### GIVEN PASSAGE
+---+

A review on the inhibitory potential of Nigella sativa against pathogenic and toxigenic fungi

Document Type: Review Article


Faculty of Veterinary Medicine, Amol University of Special Modern Technologies, Amol, Iran


Nigella sativa (N. sativa) grows in various parts of the world, particularly in Iran. It has been traditionally used as a folk remedy to treat a number of diseases. The seeds of this plant contain moisture, proteins, carbohydrates, crude fiber, alkaloids, saponins, ash, fixed oils and essential oil. The major components of the essential oil are thymoquinone, p-cymene, trans-anethole, 2-methyl-5(1-methyl ethyl)-Bicyclo[3.1.0]hex-2-en and γ-terpinene. So far, several pharmacological effects such as anti-oxidant, anti-inflammatory, anti-cancer and anti-microbial have been reported for N. sativa or its active compounds. Thymoquinone, thymohydroquinone and thymol are the most active constituents which have different beneficial properties. The oil, extracts and some of N. sativa active components possessed moderate in vitro and in vivo inhibitory activity against pathogenic yeasts, dermatophytes, non-dermatophytic filamentous fungi and aflatoxin-producing fungi. The main morphological changes of pathogenic and toxigenic fungi treated with N. sativa oil were observed in the cell wall, plasma membrane and membranous organelles, particularly in the nuclei and mitochondria. Although this review represents first step in the search for a new anti-fungal drug, the full potential of N. sativa as a fungitoxic agent has not been exploited and necessitates further investigations.

+---+

### GIVEN INFORMATION
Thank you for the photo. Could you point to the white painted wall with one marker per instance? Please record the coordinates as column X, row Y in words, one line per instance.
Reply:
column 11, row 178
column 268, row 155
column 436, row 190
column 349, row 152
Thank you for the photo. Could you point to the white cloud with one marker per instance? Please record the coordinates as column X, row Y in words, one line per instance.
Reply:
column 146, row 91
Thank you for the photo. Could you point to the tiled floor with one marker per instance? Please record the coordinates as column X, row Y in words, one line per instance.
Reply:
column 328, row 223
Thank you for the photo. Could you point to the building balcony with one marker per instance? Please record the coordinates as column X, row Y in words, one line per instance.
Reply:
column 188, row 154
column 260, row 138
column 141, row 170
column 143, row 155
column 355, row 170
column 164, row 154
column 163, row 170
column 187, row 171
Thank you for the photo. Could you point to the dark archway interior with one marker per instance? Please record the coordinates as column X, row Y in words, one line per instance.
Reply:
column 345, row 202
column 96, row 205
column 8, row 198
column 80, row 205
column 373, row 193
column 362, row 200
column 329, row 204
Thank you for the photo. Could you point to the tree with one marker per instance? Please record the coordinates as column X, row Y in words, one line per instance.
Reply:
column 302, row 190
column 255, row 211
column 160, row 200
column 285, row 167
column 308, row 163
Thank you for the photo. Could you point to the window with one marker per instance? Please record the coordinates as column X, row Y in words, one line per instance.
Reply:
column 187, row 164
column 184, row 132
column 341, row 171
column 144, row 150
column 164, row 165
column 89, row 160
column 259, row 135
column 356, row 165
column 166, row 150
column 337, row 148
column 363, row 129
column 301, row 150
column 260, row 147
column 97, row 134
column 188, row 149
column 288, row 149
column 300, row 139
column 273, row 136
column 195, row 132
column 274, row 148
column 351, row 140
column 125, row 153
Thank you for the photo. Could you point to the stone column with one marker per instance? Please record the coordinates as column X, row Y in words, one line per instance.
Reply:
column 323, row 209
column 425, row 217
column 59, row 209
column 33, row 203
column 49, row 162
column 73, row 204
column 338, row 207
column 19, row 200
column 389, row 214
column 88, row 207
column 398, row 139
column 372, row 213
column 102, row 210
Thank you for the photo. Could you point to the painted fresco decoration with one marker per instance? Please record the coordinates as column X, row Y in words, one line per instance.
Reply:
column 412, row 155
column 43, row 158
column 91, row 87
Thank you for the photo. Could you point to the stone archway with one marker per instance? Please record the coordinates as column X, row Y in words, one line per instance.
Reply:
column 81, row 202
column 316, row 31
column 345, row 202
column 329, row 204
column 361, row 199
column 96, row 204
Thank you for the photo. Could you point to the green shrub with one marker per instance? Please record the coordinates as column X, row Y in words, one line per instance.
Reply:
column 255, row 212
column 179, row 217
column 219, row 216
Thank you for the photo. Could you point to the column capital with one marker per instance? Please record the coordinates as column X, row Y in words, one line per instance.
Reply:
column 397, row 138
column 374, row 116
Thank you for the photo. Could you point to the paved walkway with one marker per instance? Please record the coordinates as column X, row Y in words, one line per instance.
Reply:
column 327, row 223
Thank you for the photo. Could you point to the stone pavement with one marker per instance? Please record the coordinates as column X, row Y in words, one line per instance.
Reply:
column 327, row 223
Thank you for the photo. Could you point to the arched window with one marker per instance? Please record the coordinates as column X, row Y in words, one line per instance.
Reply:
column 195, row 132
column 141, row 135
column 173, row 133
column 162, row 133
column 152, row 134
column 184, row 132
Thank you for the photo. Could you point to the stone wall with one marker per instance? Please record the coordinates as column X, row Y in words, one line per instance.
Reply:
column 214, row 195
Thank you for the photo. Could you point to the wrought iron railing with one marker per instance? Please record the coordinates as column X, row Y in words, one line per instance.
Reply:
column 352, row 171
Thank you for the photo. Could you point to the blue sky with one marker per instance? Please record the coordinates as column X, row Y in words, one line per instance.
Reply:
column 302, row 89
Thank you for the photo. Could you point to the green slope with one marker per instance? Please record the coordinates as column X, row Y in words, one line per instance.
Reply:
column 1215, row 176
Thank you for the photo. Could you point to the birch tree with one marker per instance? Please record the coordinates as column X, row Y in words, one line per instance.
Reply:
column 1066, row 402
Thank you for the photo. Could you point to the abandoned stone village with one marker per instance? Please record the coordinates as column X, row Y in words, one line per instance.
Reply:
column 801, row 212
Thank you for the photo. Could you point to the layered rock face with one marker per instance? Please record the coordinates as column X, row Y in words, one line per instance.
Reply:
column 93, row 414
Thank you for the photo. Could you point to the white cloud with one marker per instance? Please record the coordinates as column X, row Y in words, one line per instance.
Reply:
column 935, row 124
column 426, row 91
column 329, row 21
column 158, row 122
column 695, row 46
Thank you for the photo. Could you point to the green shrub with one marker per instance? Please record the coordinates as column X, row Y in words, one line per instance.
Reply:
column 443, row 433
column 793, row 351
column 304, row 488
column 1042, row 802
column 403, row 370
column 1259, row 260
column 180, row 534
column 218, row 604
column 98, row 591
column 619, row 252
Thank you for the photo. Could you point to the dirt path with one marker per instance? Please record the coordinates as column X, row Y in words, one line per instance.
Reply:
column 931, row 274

+---+

### EXERCISE 1
Translate this sentence from the Nigella sativa review into Spanish: "Thymoquinone, thymohydroquinone and thymol are the most active constituents which have different beneficial properties."
### EXERCISE 2
Say whether each statement agrees with the Nigella sativa review. Answer yes or no for each and quote the words that decide it.
(a) N. sativa grows particularly in Iran.
(b) The oil and extracts of N. sativa showed strong inhibitory activity against the fungi studied.
(c) The full potential of N. sativa as a fungitoxic agent has already been exploited.
### EXERCISE 3
Answer these questions from the Nigella sativa review.
(a) What document type is given?
(b) Which faculty and university are named?
(c) In which two organelles were the morphological changes particularly observed?

### ANSWER BOX 1
La timoquinona, la timohidroquinona y el timol son los constituyentes más activos, que tienen diferentes propiedades beneficiosas.

### ANSWER BOX 2
(a) Yes: "grows in various parts of the world, particularly in Iran"
(b) No: "possessed moderate in vitro and in vivo inhibitory activity"
(c) No: "the full potential of N. sativa as a fungitoxic agent has not been exploited"

### ANSWER BOX 3
(a) Review Article
(b) Faculty of Veterinary Medicine, Amol University of Special Modern Technologies, Amol, Iran
(c) The nuclei and mitochondria